WHAT YOU NEED TO DO = Among the entries below, one line contains "Target: pink flower" and another contains "Target: green flower center". Transcribe those two lines and every line between them, exactly.
AVAILABLE RECORDS below:
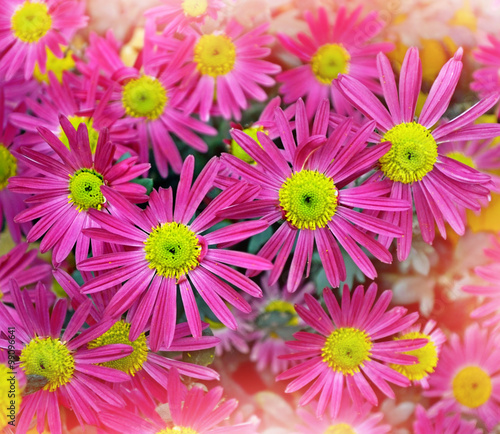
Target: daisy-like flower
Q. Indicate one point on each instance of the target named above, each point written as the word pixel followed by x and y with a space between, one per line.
pixel 348 351
pixel 167 252
pixel 343 48
pixel 442 187
pixel 428 356
pixel 466 377
pixel 73 379
pixel 314 196
pixel 28 27
pixel 70 186
pixel 226 69
pixel 349 420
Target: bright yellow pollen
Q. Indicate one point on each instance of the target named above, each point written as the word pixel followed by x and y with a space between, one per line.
pixel 76 121
pixel 118 334
pixel 172 249
pixel 329 61
pixel 8 166
pixel 214 55
pixel 412 154
pixel 308 199
pixel 31 21
pixel 56 65
pixel 462 159
pixel 284 307
pixel 85 189
pixel 194 8
pixel 427 358
pixel 49 358
pixel 340 428
pixel 472 386
pixel 144 97
pixel 346 349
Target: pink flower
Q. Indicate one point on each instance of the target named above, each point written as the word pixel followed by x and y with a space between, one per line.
pixel 442 187
pixel 343 48
pixel 347 351
pixel 28 27
pixel 166 251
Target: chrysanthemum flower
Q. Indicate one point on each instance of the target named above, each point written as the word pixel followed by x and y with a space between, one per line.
pixel 467 374
pixel 343 48
pixel 70 186
pixel 73 379
pixel 226 69
pixel 428 356
pixel 440 423
pixel 28 27
pixel 314 196
pixel 442 187
pixel 347 351
pixel 349 420
pixel 166 251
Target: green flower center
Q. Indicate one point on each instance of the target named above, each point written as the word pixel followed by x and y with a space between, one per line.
pixel 427 358
pixel 172 249
pixel 118 334
pixel 214 55
pixel 308 199
pixel 49 358
pixel 31 21
pixel 194 8
pixel 8 166
pixel 144 97
pixel 85 189
pixel 412 154
pixel 346 349
pixel 472 386
pixel 329 61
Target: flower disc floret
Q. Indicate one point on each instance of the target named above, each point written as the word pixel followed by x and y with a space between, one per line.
pixel 427 358
pixel 214 55
pixel 308 199
pixel 85 189
pixel 346 349
pixel 172 249
pixel 144 97
pixel 119 334
pixel 31 21
pixel 412 155
pixel 329 61
pixel 49 358
pixel 8 166
pixel 472 386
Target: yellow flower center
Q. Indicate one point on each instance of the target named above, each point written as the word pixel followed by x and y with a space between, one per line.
End of AVAILABLE RECORDS.
SOLUTION TO THIS PROBLEM =
Target: pink flower
Q. Indicate one point on each instance of the target named above, each point written as the word pixel followed by x and y with a space between, one per line.
pixel 442 187
pixel 343 48
pixel 347 351
pixel 28 27
pixel 166 251
Target: chrysanthemum flower
Q. Indicate one point on each instance of the target named above, each point written as the word pixel followed by x and y with a space between, one per line.
pixel 467 374
pixel 343 48
pixel 70 186
pixel 73 379
pixel 226 69
pixel 428 356
pixel 440 423
pixel 28 27
pixel 314 196
pixel 442 187
pixel 347 351
pixel 349 420
pixel 166 251
Target: green flower center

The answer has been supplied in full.